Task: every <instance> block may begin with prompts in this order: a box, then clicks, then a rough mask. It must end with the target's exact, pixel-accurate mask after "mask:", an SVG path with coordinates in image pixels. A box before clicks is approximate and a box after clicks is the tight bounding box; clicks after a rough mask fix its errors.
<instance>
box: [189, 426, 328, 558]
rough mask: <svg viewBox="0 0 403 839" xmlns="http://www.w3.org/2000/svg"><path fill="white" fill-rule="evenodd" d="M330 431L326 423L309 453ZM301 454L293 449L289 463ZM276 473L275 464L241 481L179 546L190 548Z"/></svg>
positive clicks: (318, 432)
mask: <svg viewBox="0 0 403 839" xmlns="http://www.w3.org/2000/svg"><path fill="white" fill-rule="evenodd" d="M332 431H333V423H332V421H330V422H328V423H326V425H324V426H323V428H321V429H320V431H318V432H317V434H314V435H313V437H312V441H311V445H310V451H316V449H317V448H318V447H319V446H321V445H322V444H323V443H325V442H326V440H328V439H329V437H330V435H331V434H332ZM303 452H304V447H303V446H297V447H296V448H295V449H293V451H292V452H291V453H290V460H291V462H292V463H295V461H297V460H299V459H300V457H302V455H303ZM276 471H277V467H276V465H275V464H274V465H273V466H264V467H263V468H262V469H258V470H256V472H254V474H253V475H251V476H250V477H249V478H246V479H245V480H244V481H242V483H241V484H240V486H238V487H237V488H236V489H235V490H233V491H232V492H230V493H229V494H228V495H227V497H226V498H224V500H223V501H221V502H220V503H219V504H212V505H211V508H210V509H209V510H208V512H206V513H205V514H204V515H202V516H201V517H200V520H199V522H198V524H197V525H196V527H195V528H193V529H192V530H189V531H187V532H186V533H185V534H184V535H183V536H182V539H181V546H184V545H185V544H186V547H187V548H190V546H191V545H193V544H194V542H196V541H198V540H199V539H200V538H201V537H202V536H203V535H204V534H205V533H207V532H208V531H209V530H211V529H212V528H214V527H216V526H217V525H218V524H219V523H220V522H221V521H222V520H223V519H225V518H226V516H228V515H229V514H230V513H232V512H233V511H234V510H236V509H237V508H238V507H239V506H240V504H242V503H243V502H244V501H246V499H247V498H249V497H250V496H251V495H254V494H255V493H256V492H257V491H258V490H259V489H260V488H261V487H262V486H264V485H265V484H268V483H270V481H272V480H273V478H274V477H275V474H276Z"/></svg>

______________________________

PROBLEM DETAILS - Can you put the lines above into a Markdown table with two columns, "Number" for the row number and "Line" for the text of each line, skipping any blank lines?

TASK ANSWER -
| Number | Line |
|---|---|
| 1 | Task: every <instance> block may begin with prompts in this order: a box, then clicks, then a rough mask. It must end with the target's exact, pixel-accurate mask after "mask:", an SVG path with coordinates in image pixels. A box before clicks is approximate and a box after clicks is the tight bounding box; clicks after a rough mask fix its errors. |
| 2 | <instance> |
| 3 | box: [189, 426, 328, 558] |
| 4 | rough mask: <svg viewBox="0 0 403 839" xmlns="http://www.w3.org/2000/svg"><path fill="white" fill-rule="evenodd" d="M330 431L326 423L309 453ZM301 454L293 449L289 463ZM276 473L275 464L241 481L179 546L190 548Z"/></svg> |
| 5 | positive clicks: (318, 432) |
| 6 | mask: <svg viewBox="0 0 403 839" xmlns="http://www.w3.org/2000/svg"><path fill="white" fill-rule="evenodd" d="M332 431H333V423H332V421H330V422H328V423H326V425H324V426H323V428H321V429H320V431H318V432H317V434H314V435H313V437H312V441H311V445H310V451H316V449H317V448H318V447H319V446H321V445H322V444H323V443H325V442H326V440H328V439H329V437H330V435H331V434H332ZM303 452H304V447H303V446H297V447H296V448H295V449H293V451H292V452H291V453H290V460H291V462H292V463H295V461H297V460H299V459H300V457H302V455H303ZM276 471H277V467H276V465H275V464H274V465H273V466H264V467H263V468H262V469H258V470H256V472H254V474H253V475H251V476H250V477H249V478H246V479H245V480H244V481H242V483H241V484H240V486H238V487H237V488H236V489H235V490H233V491H232V492H230V493H229V494H228V495H227V497H226V498H224V500H223V501H221V502H220V503H219V504H212V505H211V508H210V509H209V510H208V512H206V513H205V514H204V515H202V516H201V517H200V520H199V522H198V524H197V525H196V527H195V528H193V529H192V530H189V531H187V532H186V533H185V534H184V535H183V536H182V539H181V546H184V545H185V544H186V547H187V548H190V546H191V545H193V544H194V542H196V541H198V540H199V539H200V538H201V537H202V536H203V535H204V534H205V533H207V532H208V531H209V530H211V529H212V528H214V527H216V526H217V525H218V524H219V523H220V522H221V521H222V520H223V519H225V518H226V516H228V515H229V514H230V513H232V512H233V511H234V510H236V509H237V508H238V507H239V506H240V504H242V503H243V502H244V501H246V499H247V498H249V497H250V496H251V495H254V494H255V493H256V492H257V491H258V490H259V489H260V488H261V487H262V486H264V485H265V484H268V483H270V481H272V480H273V478H274V477H275V474H276Z"/></svg> |